Rows from a segmentation dataset:
※ ※ ※
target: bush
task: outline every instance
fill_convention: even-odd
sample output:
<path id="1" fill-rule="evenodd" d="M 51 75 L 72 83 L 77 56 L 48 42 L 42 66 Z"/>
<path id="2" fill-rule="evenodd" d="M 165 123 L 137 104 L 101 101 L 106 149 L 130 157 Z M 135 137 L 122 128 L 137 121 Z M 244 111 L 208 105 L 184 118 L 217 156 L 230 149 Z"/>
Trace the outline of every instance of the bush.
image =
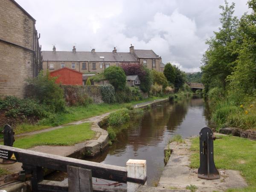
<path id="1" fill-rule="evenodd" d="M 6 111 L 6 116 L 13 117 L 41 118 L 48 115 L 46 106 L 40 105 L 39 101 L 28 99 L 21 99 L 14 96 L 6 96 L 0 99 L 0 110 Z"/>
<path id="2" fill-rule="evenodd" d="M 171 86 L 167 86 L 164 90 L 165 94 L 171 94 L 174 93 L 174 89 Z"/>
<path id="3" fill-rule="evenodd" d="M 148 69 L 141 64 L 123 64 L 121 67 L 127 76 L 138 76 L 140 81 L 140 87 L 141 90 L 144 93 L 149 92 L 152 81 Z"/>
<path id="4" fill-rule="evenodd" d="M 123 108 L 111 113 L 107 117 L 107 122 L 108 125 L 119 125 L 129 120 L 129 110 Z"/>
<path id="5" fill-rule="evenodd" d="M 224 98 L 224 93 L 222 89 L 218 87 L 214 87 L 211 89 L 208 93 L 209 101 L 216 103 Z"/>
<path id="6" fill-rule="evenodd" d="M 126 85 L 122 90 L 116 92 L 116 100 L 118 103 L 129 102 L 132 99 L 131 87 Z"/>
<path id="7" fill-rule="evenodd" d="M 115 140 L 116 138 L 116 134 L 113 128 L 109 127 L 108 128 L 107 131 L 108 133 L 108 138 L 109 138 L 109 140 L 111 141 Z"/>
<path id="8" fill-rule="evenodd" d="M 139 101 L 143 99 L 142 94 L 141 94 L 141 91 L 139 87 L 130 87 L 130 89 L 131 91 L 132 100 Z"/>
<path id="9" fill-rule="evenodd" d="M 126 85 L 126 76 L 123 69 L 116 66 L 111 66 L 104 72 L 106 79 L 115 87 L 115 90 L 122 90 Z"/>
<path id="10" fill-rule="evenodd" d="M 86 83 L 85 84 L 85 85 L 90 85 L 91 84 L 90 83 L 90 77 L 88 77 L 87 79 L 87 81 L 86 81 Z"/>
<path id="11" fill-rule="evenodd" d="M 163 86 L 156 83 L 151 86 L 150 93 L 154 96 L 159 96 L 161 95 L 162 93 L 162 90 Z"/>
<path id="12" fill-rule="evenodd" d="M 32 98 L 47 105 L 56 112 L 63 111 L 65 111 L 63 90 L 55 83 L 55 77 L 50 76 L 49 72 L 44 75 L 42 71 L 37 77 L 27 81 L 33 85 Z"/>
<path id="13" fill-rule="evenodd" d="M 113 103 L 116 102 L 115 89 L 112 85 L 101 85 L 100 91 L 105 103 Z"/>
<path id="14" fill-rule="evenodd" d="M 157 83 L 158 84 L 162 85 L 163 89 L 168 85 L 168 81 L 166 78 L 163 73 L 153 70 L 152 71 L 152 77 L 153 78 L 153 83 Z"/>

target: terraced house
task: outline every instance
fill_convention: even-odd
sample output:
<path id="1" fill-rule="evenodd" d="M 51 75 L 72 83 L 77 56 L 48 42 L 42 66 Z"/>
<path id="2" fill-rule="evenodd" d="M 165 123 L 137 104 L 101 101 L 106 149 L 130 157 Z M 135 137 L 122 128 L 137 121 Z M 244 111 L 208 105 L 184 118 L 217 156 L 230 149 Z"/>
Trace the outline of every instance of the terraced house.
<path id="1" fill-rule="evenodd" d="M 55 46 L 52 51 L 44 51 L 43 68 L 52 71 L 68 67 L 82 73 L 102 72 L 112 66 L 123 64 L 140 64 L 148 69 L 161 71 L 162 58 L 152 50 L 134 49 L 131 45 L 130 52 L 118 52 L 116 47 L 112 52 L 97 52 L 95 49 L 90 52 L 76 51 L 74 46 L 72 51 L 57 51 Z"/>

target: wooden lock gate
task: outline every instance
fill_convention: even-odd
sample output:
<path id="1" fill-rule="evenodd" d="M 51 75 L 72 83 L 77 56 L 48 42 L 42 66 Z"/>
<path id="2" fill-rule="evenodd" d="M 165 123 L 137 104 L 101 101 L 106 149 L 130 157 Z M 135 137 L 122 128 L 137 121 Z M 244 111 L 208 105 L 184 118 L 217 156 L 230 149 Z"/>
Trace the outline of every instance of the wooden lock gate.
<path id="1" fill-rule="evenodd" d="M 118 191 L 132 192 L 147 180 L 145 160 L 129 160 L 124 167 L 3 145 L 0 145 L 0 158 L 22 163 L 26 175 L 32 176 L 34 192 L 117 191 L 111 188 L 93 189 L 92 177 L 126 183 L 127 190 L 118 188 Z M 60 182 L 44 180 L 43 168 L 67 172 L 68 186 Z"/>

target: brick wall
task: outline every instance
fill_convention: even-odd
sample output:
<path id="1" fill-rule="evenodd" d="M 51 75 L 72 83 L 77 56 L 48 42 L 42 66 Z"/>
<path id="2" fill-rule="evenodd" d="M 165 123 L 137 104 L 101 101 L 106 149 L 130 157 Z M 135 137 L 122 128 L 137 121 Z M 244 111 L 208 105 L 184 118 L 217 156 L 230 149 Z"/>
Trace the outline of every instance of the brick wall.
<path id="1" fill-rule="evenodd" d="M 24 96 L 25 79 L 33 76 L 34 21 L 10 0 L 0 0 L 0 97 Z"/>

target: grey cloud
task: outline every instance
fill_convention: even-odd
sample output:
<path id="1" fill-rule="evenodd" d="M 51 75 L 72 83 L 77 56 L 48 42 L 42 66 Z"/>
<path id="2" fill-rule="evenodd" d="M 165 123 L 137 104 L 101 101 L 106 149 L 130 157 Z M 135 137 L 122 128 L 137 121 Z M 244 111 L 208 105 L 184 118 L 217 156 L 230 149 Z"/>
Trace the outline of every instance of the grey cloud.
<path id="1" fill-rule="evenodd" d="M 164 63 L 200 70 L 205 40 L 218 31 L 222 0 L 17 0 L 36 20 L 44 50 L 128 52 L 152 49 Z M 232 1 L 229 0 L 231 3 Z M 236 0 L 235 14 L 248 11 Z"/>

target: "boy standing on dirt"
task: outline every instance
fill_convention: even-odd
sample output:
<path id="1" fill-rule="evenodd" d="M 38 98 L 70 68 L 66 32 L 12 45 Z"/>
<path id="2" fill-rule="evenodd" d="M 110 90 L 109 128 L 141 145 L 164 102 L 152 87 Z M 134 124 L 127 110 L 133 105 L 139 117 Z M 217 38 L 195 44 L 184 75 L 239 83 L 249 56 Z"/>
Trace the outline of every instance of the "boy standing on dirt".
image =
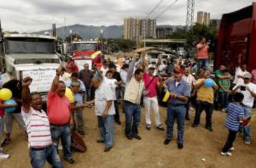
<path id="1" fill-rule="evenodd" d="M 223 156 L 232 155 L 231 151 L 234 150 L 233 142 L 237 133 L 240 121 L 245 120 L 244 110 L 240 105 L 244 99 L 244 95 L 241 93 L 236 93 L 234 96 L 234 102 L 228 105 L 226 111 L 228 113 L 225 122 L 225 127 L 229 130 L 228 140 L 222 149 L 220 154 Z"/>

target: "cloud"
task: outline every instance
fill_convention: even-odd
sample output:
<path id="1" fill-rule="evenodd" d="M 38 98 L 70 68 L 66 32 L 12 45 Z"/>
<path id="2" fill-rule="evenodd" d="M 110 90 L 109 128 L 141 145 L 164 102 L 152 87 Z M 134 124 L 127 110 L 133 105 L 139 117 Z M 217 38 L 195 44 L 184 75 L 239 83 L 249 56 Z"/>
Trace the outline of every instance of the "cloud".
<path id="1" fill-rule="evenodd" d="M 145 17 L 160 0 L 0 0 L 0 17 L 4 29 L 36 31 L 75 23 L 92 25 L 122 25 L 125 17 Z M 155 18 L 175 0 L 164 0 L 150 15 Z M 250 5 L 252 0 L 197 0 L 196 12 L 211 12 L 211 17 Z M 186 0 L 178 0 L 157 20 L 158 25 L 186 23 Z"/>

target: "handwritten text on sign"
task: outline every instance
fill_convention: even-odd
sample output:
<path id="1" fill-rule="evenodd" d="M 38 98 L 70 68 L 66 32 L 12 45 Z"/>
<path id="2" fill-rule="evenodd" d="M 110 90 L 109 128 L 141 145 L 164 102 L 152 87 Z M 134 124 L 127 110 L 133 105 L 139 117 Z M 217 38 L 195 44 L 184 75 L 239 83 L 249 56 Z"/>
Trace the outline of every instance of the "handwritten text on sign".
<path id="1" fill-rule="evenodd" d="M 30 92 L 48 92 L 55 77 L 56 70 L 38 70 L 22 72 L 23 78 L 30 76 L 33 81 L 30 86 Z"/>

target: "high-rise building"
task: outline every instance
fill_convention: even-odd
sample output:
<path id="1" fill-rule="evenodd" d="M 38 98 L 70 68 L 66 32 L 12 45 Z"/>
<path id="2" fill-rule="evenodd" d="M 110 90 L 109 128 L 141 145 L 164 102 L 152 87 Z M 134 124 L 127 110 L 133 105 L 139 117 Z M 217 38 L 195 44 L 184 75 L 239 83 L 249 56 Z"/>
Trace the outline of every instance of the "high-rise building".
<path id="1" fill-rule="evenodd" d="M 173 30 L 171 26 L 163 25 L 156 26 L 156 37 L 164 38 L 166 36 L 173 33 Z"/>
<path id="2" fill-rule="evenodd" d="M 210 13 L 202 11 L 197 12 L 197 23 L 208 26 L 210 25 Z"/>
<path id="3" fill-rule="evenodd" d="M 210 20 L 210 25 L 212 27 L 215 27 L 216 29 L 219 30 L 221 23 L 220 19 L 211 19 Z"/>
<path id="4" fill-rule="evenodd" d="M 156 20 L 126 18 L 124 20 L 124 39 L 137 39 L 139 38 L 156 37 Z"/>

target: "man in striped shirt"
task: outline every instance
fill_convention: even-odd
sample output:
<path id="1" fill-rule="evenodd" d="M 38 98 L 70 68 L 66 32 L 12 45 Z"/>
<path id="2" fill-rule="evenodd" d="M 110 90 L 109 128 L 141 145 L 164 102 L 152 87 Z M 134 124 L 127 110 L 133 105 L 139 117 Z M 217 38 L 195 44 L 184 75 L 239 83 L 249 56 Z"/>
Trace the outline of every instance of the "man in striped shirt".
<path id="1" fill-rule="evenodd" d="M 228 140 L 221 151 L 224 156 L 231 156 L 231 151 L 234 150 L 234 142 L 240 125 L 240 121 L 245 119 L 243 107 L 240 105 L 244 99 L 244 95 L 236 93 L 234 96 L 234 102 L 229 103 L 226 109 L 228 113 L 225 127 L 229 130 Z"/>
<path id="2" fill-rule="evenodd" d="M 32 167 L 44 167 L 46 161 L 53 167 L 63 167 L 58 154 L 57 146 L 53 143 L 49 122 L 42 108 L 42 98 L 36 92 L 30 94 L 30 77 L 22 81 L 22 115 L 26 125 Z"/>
※ ※ ※
Work to be completed: Return the lines unchanged, starting with the line containing "target: brick wall" and ending with the line containing "164 63 L 200", with both of those lines included.

Solution to this task:
target: brick wall
task: outline every instance
fill_convention: even-odd
sample output:
<path id="1" fill-rule="evenodd" d="M 51 75 L 72 83 L 77 56 L 48 42 L 42 66 Z"/>
<path id="2" fill-rule="evenodd" d="M 165 123 L 137 104 L 101 101 L 106 149 L 130 157 Z M 135 137 L 122 128 L 137 121 Z M 244 111 L 208 105 L 184 118 L 217 156 L 230 149 Z"/>
Trace the outline of every instance of the brick wall.
<path id="1" fill-rule="evenodd" d="M 24 96 L 25 79 L 33 76 L 34 21 L 10 0 L 0 0 L 0 97 Z"/>

target: grey cloud
task: outline every instance
fill_convention: even-odd
sample output:
<path id="1" fill-rule="evenodd" d="M 51 75 L 72 83 L 77 56 L 48 42 L 42 66 Z"/>
<path id="2" fill-rule="evenodd" d="M 165 123 L 137 104 L 101 101 L 106 149 L 130 157 Z M 135 137 L 122 128 L 137 121 Z M 244 111 L 208 105 L 184 118 L 217 156 L 230 149 Z"/>
Trace the outline of every instance of the grey cloud.
<path id="1" fill-rule="evenodd" d="M 164 63 L 200 70 L 205 40 L 218 31 L 222 0 L 17 0 L 36 20 L 44 50 L 128 52 L 152 49 Z M 232 1 L 229 0 L 231 3 Z M 236 0 L 235 14 L 248 11 Z"/>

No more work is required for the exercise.